ページ本文.

=-=-=

新型コロナウイルスの「感染対策」での飲食店へのアルコール提供自粛要請を、事実上の「禁酒令」と見て、それが社会をどう変えるのかを識者に語らせた企画を、5月29日付け朝日新聞朝刊オピニオン面が掲載している(「耕論『令和の禁酒令』の先」) 。
この中で岡本勝・広島大学名誉教授は、1920年から33年まで続いたアメリカの禁酒法が、結果的に酒を飲めない労働者と、現実は飲むことが出来た中産階級以上の間で、国民を分断し、不平等を意識させたように、現在の日本でも飲める町、飲めない町、営業をやめる店、やめない店といった明らかな不平等を生じさせたことに着目。彼はこれを「副作用」と表現している。
前者の禁酒法は、労働者の禁酒習慣を改めさせる以外に、東欧・南欧からの移民労働者が酒場を介してつながり、そこを舞台にした政治との癒着を防ぐという狙いがあり、いうまでもなく、今回のコロナ感染防止対策とは、明らかに目的を異にしている。ただ、「酒」を社会から取り上げることから生まれる「不平等」で共通するということになる。岡本氏は、もし今回の場合も、コロナに抑え込みに明確な効果が出ないと、結果的に「不平等感という『副作用』」だけが注目されてしまう」と推測している。

=-=-=

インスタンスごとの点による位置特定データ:

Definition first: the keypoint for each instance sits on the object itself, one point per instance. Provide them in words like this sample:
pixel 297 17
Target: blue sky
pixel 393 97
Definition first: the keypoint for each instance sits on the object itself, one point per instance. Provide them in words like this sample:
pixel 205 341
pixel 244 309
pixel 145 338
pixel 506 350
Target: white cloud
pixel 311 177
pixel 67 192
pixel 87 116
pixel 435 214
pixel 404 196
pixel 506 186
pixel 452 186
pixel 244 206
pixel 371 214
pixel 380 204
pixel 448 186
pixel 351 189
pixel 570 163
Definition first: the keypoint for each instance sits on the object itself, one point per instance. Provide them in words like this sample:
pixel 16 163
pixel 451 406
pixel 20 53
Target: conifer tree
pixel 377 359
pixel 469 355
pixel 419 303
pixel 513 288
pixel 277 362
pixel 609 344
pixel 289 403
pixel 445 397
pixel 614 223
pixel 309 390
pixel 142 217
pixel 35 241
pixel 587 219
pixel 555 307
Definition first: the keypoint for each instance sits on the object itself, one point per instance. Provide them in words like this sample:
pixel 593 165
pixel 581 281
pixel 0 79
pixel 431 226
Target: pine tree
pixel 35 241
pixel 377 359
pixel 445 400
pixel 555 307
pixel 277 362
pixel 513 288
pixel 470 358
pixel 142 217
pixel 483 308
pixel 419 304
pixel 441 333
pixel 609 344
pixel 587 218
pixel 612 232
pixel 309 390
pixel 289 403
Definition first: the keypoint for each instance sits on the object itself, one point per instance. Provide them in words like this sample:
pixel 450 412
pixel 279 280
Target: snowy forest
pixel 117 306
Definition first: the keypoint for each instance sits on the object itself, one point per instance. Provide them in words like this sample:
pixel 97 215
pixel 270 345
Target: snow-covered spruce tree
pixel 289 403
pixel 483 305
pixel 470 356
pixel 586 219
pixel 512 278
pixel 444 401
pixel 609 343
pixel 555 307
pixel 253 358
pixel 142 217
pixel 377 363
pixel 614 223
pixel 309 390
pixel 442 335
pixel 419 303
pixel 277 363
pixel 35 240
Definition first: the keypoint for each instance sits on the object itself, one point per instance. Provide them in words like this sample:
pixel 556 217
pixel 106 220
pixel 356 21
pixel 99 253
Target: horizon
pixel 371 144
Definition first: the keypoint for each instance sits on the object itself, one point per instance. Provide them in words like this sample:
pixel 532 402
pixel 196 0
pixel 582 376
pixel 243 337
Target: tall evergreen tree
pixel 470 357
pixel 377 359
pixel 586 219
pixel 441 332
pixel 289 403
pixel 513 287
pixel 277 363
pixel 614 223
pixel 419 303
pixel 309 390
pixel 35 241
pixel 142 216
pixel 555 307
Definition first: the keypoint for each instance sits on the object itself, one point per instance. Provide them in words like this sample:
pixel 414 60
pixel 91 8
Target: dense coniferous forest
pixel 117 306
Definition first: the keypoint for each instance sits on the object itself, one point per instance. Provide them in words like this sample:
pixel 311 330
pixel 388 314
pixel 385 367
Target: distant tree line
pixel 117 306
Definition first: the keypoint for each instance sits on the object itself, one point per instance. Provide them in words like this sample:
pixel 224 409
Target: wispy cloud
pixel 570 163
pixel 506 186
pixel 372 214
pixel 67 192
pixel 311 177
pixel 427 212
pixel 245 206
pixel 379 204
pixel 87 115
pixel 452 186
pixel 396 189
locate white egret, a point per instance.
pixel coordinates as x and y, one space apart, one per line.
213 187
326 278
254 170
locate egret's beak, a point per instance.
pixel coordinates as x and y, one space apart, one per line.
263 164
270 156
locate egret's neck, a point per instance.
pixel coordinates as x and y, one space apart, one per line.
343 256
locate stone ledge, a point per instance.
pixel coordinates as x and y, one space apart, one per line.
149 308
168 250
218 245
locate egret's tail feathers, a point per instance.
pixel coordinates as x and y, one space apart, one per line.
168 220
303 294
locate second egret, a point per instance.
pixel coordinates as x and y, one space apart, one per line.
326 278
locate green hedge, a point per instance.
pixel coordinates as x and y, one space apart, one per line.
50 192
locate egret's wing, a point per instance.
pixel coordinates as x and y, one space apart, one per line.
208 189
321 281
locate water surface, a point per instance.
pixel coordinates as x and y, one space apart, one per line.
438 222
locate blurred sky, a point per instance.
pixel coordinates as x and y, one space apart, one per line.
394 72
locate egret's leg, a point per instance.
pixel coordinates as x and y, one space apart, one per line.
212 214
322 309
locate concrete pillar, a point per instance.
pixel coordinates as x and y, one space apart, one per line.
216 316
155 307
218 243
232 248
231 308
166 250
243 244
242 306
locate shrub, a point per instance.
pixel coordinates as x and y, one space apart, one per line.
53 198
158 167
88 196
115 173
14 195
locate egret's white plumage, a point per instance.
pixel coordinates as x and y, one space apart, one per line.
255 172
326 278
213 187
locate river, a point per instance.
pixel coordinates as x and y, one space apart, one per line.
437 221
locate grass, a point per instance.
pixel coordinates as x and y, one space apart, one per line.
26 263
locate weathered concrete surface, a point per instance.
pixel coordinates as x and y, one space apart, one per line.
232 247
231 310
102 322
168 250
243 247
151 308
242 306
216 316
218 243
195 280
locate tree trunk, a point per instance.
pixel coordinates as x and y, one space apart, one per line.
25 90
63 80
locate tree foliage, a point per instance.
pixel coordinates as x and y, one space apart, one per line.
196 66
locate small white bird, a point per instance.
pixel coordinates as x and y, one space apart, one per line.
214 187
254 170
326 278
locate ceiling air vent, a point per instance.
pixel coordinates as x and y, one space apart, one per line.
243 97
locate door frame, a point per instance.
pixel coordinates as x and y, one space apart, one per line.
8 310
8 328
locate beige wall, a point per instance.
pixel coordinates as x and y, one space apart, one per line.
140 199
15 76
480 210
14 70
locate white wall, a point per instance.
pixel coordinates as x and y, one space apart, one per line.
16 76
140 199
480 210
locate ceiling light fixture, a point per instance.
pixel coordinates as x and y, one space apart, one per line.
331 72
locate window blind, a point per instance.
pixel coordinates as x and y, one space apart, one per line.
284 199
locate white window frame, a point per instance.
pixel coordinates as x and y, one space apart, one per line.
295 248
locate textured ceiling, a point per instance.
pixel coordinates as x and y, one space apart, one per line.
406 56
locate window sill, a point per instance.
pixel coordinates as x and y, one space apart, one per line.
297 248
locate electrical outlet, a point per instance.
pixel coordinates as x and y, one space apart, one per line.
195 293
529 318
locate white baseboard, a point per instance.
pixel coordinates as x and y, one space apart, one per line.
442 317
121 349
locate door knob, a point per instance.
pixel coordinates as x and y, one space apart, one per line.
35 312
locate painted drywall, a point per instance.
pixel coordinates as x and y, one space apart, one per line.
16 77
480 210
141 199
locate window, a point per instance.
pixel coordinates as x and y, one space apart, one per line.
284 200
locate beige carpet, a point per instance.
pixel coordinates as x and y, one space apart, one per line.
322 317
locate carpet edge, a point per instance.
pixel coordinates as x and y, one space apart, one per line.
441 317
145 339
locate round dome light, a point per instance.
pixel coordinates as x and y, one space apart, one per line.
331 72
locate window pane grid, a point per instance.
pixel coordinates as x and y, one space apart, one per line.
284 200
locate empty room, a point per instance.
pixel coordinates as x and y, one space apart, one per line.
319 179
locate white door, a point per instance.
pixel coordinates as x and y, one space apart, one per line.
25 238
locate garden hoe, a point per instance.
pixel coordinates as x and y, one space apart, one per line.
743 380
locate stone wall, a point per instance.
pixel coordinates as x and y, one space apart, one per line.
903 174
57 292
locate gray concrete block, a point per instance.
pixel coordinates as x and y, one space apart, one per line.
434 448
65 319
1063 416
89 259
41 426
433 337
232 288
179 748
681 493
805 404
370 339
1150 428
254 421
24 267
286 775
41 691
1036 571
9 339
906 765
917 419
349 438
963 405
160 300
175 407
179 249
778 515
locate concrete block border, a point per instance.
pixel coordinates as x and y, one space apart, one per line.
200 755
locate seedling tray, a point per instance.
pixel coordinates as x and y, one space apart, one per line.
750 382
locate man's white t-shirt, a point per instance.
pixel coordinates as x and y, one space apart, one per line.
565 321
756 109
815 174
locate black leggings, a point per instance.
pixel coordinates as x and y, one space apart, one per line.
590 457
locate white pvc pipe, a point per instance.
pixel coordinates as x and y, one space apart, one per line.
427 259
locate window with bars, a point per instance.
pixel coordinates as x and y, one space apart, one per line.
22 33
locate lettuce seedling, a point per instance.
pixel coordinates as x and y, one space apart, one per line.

=-=-=

課題の要件.
1/ ページ本文のうち「前者の禁酒法は」で始まる段落を、主要な事実を保ったまま箇条書きにまとめ直してください。
2/ 「令和の禁酒令」を論じたページ本文の続きを、最後の文の後から書き継いでください。

問題の解答.
1/
- 米国の禁酒法には、労働者の習慣を改めさせる狙いがあった。
- さらに、東欧・南欧からの移民労働者が酒場を介してつながり、そこを舞台に政治と癒着することを防ぐ狙いもあった。
- 今回のコロナ感染防止対策とは、目的が明らかに異なる。
- ただし、「酒」を社会から取り上げることで「不平等」が生まれる点は共通している。
- 岡本氏は、今回もコロナの抑え込みに明確な効果が出なければ、結果的に「不平等感という『副作用』」だけが注目されてしまうと推測している。

2/
この一文を読んで、奇妙な気持ちにざせられた。酒の提供というテーマに限らず、コロナ禍の中のわが国で進められていることは、実は深刻な「副作用」の懸念をはらんでいるのではないか、と改めて気付かされるからだ。そして岡本氏の結論とはいささか違うニュアンスになるが、もっとその「副作用」にわれわれはごだわるべきではないか、と思えるのである。
例えば、コロナ対策で繰り出された「要請」による「強制」あるいは「統制」効果の前例。事実上、協力するのは当然という意識を醸成させることで、相互監視と同調圧力によって、「強制」の目的を貫徹させる、国民総動員の前例といわなければならない。そして、仮にこれが不十分ということになれば、国民の間により強い国家の介入を期待する意識が醸成させ、「強制」への抵抗のハードルが下がる方向を生むかもしれない。
当初いわれた自粛要請と経済的補償を当然にセットにするという考え方は、どんどん霞み、なし崩し的に国民は犠牲的協力を余儀なくされている。「犠牲」という感覚は、コロナへの恐怖と選択肢がないという状況によって、「自己防衛」と「協力」という感覚に置き換えられていく。国民に「犠牲」を飲み込ませる前例、統制実験の意味をもってしまいかねない。
しかも、この経緯に説明や納得というものが決定的に省かれている。緊急事態宣言解除の基準、「三密回避」「マスク着用」あるいは前記営業を含む「自粛」をめぐる、国民の中にある数々の矛盾に対する疑問に、科学的根拠を示して、明確に答える、あるいは答えようとする政府の姿勢が、国民には見えない。
それに対して、強い不満はあり、それは高まっている。しかし、もしこれを世論が(あるいは政権与党の期待通り)どこかで鎮静化してしまえば、あるいはこれも彼らの説明責任回避の「成功体験」の一つに書き加えられてしまうかもしれない。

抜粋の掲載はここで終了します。